**À faire**
#1 Relevez tous les numéros de décisions de justice cités dans l'extrait de l'arrêt.
#2 Recopiez l'extrait de l'arrêt en commençant à "A. Sur la recevabilité" et en terminant à "la déclarer recevable.", et remplacez "manifestement" par "clairement".
#3 Poursuivez l'extrait de l'arrêt sur le droit à un procès équitable à la suite de sa dernière phrase.

**Extrait de l'arrêt**
"""
Selon la jurisprudence de la Cour de cassation, le pourvoi en cassation doit préciser quelle est la règle de fond qui a été violée, en quoi consiste l'erreur juridique, autrement dit où se trouve la violation dans l'interprétation ou l'application de la règle en cause, et doit aussi comporter l'exposé des faits sur lesquels s'est fondée la cour d'appel pour rejeter le recours (Cour de cassation, nos 1507/1997, 290/2003, 237/2004).
EN DROIT
I. SUR LES VIOLATIONS ALLÉGUÉES DE L'ARTICLE 6 § 1 DE LA CONVENTION AU REGARD DE L'EQUITÉ DE LA PROCÉDURE
14. Le requérant se plaint d'une violation de son droit à un procès équitable, tel que prévu par l'article 6 § 1 de la Convention, ainsi libellé :
« Toute personne a droit à ce que sa cause soit entendue équitablement (...) dans un délai raisonnable, par un tribunal (...), qui décidera (...) des contestations sur ses droits et obligations de caractère civil (...) »
A. Sur la recevabilité
15. La Cour constate que cette partie de la requête n'est pas manifestement mal fondée au sens de l'article 35 § 3 de la Convention. Elle relève en outre qu'elle ne se heurte à aucun autre motif d'irrecevabilité. Il convient donc de la déclarer recevable.
B. Sur le fond
1. Arguments des parties
16. Selon le requérant, les juridictions internes auraient commis plusieurs erreurs dans l'examen de son affaire et auraient ignoré certains de ses griefs. Il reproche plus particulièrement à la Cour de cassation d'avoir fait preuve de formalisme excessif en déclarant irrecevables ses moyens, soit au motif qu'il n'avait pas mentionné les circonstances de fait sur lesquelles s'était fondée la juridiction d'appel pour le débouter, soit au motif que son pourvoi ne comportait pas les éléments nécessaires pour leur examen. Il y voit une violation de son droit d'accès à un tribunal et considère que la Cour de cassation a fait preuve de formalisme excessif et n'a pas lu son pourvoi. Le requérant se plaint aussi du rejet de son neuvième moyen en cassation, tiré de la composition de la cour d'appel après la répétition de l'audience, en considérant que le raisonnement de la Cour de cassation va à l'encontre du texte même de la décision no 896/2003 de la cour d'appel. Enfin, le requérant affirme que la composition de la haute juridiction n'était pas légale, puisqu'un magistrat qui avait participé à l'audience et qui serait décédé quelques mois plus tard, n'aurait pas été remplacé lors des délibérations sur l'affaire qui s'ensuivirent. Le requérant conclut à une violation de son droit à un tribunal indépendant et impartial, tant devant la cour d'appel que devant la Cour de cassation.
"""
**Extraits de données**
"""
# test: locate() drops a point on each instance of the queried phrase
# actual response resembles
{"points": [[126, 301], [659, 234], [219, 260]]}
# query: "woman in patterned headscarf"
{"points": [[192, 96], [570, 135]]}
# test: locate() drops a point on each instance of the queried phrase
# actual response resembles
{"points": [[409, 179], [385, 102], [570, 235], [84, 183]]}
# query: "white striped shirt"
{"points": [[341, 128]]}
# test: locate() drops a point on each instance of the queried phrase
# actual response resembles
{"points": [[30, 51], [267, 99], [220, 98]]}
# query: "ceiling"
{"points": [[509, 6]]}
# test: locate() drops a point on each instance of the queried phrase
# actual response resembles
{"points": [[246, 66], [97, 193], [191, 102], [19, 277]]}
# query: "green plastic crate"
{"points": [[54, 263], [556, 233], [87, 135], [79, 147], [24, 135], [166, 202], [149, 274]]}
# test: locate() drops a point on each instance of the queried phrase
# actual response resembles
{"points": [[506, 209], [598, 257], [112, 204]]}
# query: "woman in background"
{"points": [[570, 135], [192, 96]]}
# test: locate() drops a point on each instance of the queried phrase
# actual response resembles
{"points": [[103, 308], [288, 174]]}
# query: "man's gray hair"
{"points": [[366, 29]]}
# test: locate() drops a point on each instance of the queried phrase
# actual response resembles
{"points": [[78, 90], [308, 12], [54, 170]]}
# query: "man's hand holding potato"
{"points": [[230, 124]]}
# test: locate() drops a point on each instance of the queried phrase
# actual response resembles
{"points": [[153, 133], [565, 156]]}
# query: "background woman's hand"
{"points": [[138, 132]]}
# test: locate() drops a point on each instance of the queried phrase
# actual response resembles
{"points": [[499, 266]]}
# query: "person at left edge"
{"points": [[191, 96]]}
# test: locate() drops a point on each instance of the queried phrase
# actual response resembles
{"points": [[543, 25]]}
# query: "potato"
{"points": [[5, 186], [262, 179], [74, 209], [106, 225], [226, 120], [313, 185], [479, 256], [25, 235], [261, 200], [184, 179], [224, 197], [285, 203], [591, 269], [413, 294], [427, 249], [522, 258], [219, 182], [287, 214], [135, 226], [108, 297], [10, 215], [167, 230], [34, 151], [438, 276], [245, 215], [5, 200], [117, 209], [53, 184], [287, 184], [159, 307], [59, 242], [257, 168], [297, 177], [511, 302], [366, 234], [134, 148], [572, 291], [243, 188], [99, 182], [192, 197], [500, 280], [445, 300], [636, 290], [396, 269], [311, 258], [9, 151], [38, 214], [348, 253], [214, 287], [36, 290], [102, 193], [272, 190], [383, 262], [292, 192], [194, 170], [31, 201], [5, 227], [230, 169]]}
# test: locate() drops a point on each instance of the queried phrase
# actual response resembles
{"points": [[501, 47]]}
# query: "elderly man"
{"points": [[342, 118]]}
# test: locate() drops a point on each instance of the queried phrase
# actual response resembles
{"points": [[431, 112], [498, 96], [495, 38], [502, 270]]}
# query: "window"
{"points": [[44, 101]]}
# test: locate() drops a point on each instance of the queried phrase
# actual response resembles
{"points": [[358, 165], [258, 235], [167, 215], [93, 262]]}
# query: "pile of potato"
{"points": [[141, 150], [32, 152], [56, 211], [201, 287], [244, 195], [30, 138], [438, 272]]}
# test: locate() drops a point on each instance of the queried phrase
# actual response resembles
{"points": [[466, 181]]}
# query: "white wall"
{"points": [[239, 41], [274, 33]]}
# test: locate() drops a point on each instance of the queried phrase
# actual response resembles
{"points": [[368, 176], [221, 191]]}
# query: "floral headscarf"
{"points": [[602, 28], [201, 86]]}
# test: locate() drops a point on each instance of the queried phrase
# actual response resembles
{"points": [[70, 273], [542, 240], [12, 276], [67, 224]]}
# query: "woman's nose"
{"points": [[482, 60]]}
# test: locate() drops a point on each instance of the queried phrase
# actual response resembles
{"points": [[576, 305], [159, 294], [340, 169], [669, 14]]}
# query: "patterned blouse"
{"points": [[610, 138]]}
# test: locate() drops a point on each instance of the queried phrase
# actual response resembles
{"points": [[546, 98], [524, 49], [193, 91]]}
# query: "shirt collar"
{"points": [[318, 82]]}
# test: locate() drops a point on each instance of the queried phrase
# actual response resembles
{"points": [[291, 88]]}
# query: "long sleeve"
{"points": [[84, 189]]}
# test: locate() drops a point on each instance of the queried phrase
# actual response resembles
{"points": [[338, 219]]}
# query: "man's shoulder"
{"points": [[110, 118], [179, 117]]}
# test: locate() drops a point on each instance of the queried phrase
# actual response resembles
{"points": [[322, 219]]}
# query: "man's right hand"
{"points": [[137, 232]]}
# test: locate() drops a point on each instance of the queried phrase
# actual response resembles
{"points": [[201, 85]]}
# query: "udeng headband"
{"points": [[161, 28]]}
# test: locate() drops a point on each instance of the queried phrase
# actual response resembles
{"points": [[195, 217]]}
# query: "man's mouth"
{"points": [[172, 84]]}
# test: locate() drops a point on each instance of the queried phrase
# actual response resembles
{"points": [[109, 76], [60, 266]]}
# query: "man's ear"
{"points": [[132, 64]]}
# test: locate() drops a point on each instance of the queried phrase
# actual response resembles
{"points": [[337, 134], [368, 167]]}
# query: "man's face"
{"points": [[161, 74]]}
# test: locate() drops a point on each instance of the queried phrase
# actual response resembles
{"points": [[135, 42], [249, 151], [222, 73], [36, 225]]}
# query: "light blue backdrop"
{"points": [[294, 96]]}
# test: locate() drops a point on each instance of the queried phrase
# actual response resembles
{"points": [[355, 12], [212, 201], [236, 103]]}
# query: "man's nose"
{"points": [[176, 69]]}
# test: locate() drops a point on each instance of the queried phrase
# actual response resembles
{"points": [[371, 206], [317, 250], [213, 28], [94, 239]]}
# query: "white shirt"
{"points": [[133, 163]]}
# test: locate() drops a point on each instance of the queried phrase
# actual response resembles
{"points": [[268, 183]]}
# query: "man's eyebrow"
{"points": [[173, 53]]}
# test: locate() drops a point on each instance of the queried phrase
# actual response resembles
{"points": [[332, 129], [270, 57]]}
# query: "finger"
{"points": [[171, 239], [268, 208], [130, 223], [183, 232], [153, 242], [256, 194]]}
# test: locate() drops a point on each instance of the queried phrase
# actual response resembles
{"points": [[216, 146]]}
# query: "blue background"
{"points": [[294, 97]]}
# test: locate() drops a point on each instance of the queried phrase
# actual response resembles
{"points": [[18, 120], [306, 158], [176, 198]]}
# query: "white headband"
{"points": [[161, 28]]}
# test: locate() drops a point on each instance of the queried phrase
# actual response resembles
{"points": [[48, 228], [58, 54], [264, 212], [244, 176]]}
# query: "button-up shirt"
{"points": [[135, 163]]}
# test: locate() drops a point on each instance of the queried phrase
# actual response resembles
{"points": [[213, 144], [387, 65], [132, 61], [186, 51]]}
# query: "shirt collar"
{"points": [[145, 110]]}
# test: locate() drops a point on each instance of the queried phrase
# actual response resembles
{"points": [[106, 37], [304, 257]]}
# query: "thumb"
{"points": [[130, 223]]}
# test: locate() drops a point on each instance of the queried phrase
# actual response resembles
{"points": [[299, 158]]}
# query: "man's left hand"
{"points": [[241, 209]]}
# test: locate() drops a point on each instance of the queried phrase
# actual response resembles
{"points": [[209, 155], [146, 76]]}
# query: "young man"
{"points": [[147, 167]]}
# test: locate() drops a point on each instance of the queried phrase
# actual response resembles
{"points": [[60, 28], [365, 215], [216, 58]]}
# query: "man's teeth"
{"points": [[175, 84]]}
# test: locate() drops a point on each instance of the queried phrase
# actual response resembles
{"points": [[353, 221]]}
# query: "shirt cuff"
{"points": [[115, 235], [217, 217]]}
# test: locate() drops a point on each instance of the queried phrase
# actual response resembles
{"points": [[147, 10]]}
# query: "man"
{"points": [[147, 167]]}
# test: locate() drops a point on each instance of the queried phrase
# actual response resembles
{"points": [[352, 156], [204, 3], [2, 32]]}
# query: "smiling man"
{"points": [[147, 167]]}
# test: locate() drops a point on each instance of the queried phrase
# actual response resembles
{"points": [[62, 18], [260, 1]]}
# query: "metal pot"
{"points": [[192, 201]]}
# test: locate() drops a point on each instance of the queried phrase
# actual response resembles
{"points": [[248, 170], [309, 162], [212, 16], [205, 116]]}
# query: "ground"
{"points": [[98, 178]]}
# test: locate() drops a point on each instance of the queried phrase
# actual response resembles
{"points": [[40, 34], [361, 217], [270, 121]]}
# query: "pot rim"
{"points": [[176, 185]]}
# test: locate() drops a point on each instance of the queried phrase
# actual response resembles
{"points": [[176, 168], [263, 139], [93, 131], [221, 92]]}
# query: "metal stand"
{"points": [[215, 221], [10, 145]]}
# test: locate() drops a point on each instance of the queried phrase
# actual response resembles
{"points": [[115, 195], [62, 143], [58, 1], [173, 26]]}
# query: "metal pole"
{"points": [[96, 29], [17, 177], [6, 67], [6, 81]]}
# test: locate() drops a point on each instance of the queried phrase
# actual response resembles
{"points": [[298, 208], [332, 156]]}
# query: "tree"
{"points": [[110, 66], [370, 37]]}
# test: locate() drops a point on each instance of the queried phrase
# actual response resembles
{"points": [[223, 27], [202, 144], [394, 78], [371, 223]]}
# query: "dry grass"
"""
**Résultats de l'exercice**
#1 1507/1997, 290/2003, 237/2004, 896/2003

#2
A. Sur la recevabilité
15. La Cour constate que cette partie de la requête n'est pas clairement mal fondée au sens de l'article 35 § 3 de la Convention. Elle relève en outre qu'elle ne se heurte à aucun autre motif d'irrecevabilité. Il convient donc de la déclarer recevable.

#3
17. Le Gouvernement s'oppose à ces thèses. Pour ce qui est plus particulièrement du grief tiré du droit d'accès à un tribunal, le Gouvernement estime raisonnable que le demandeur en cassation soit tenu de présenter les faits de la cause tels qu'ils ont été établis par la cour d'appel après l'administration des preuves. Dans le cas contraire, il incomberait à la Cour de cassation de rechercher elle-même les faits de la cause ayant conduit la cour d'appel à l'interprétation litigieuse du droit interne. Le Gouvernement affirme que la façon dont le requérant avait rédigé son pourvoi en cassation en l'espèce était particulièrement confuse, dans la mesure où il présenta un texte qui était disproportionnellement long avec l'objet, plutôt simple, du litige, texte qui manquait aussi de structure claire et dans lequel s'entremêlaient moyens en cassation, griefs et arguments juridiques. Le Gouvernement estime, toutefois, que même si l'examen du pourvoi s'avéra particulièrement compliqué et laborieux, la Cour de cassation traita méticuleusement un par un les moyens soulevés par le requérant, en motivant pleinement son arrêt. Le Gouvernement conclut que le manque de clarté et de précision dans la présentation des moyens du requérant est à l'origine de leur rejet par la haute juridiction. Le Gouvernement affirme en outre que nulle autre violation du droit du requérant à un procès équitable ne se trouve établie en l'espèce.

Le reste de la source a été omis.